EXERCISE MATERIAL:
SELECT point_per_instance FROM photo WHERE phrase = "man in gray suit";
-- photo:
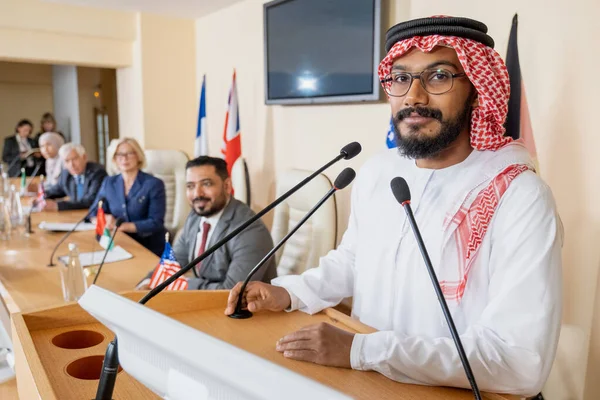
(215, 213)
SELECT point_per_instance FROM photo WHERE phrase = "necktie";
(79, 180)
(205, 230)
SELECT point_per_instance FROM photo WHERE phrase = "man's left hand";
(51, 205)
(321, 344)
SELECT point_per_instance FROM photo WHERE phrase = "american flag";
(167, 267)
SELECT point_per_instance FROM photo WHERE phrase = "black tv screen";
(321, 51)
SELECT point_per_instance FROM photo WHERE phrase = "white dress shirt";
(510, 314)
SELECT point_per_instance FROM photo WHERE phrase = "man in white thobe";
(488, 221)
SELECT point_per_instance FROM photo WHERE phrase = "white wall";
(38, 31)
(557, 42)
(25, 92)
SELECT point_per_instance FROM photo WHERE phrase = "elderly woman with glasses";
(50, 143)
(134, 196)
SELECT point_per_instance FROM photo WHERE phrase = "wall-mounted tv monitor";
(321, 51)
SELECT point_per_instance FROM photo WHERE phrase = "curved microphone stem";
(112, 240)
(38, 165)
(239, 313)
(110, 368)
(240, 228)
(51, 264)
(442, 300)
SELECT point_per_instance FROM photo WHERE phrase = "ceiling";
(179, 8)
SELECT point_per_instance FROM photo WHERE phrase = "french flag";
(201, 145)
(232, 144)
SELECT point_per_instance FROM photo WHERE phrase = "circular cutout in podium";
(80, 339)
(87, 368)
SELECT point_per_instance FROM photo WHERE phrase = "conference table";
(27, 284)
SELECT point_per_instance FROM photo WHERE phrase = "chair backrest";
(169, 166)
(317, 236)
(240, 180)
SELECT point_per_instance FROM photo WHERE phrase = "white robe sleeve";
(332, 281)
(512, 346)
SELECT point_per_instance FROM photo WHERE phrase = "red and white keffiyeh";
(487, 72)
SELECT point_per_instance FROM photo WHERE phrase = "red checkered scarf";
(488, 74)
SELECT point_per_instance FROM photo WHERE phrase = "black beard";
(428, 147)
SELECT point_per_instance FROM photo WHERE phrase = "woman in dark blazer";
(16, 147)
(136, 197)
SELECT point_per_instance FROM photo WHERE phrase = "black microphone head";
(351, 150)
(344, 178)
(400, 189)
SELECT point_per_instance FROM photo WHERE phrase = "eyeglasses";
(125, 155)
(434, 81)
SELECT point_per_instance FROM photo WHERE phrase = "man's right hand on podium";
(259, 296)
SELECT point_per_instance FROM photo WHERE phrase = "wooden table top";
(27, 282)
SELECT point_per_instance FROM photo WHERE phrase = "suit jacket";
(11, 152)
(66, 186)
(145, 206)
(232, 262)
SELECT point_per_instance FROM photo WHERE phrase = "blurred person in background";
(135, 196)
(50, 143)
(47, 124)
(80, 180)
(18, 147)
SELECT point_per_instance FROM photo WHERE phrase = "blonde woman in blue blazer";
(136, 197)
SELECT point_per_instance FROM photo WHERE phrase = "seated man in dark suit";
(215, 213)
(80, 180)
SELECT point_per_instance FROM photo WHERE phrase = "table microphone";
(35, 171)
(402, 194)
(118, 223)
(38, 165)
(343, 180)
(347, 152)
(51, 263)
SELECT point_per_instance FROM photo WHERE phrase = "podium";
(59, 351)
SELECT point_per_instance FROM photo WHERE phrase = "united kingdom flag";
(167, 267)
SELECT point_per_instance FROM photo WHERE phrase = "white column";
(66, 101)
(130, 93)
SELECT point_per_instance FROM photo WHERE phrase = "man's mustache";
(422, 111)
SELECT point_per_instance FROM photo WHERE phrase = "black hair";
(219, 164)
(23, 122)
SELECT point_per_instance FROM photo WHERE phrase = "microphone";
(51, 263)
(14, 161)
(38, 165)
(343, 180)
(347, 152)
(118, 223)
(35, 171)
(110, 368)
(402, 194)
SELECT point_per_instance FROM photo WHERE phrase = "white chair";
(240, 180)
(317, 236)
(169, 166)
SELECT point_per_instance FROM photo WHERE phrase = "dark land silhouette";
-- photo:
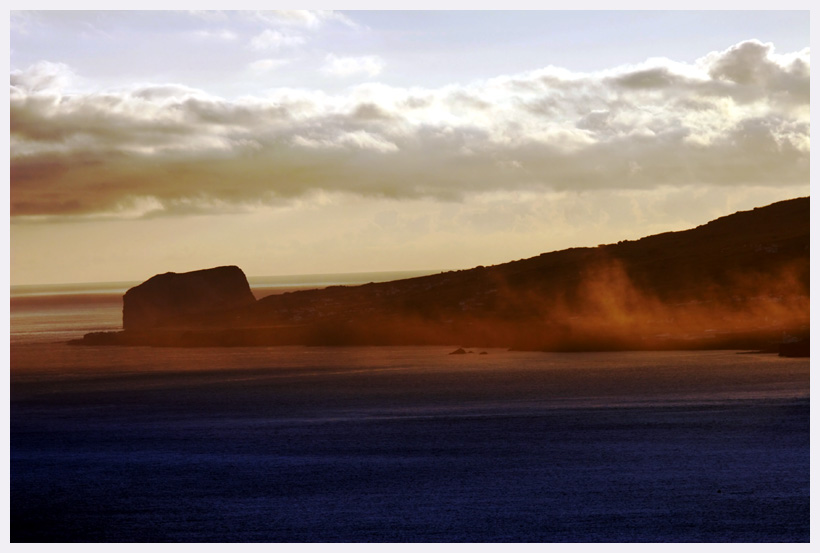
(738, 282)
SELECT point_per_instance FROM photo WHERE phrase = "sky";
(302, 142)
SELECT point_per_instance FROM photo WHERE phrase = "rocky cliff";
(169, 299)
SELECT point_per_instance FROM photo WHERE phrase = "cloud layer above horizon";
(737, 117)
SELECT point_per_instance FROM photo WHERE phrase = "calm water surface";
(395, 444)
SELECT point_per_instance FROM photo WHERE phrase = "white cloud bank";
(739, 117)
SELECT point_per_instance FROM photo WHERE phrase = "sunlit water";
(395, 443)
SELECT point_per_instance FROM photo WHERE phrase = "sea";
(114, 444)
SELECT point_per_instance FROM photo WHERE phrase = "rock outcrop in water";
(738, 282)
(164, 300)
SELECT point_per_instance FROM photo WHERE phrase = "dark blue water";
(407, 444)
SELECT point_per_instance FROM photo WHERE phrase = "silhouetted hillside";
(741, 281)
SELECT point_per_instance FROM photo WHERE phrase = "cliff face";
(740, 281)
(165, 300)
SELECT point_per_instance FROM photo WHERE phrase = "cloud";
(311, 19)
(736, 118)
(219, 35)
(350, 66)
(275, 40)
(260, 67)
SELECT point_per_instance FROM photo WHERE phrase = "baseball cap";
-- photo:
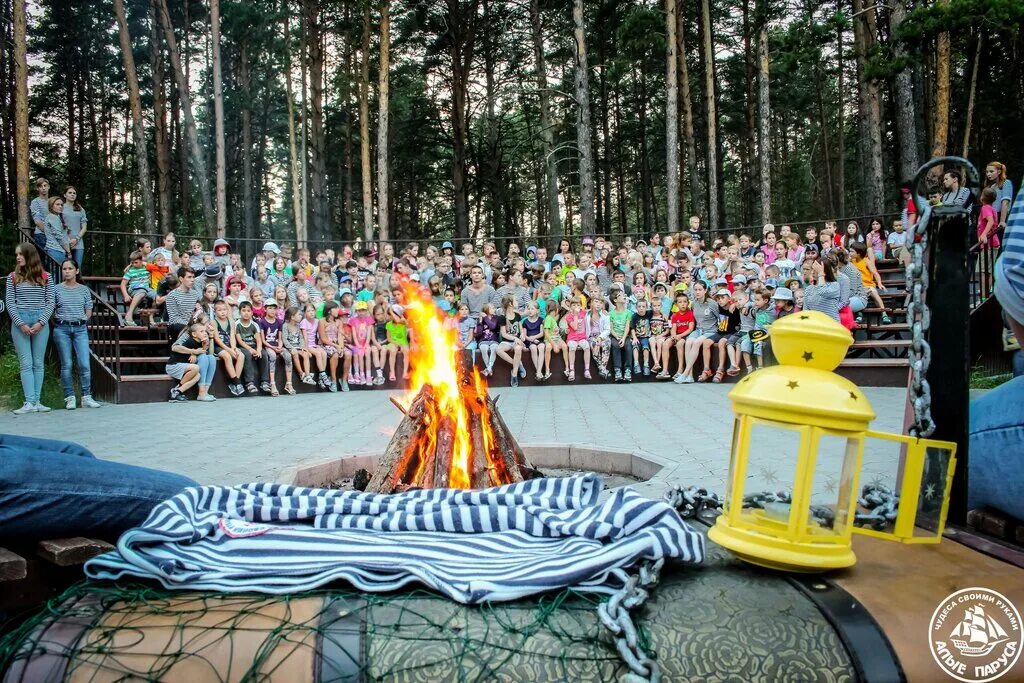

REQUEST: Pick out every line of the data above that contains the word "cliff" and copy each one.

WRITTEN SOLUTION:
SELECT point_per_instance FROM photo WHERE phrase = "rocky cliff";
SELECT point_per_instance FROM photo WHERE phrase = "cliff face";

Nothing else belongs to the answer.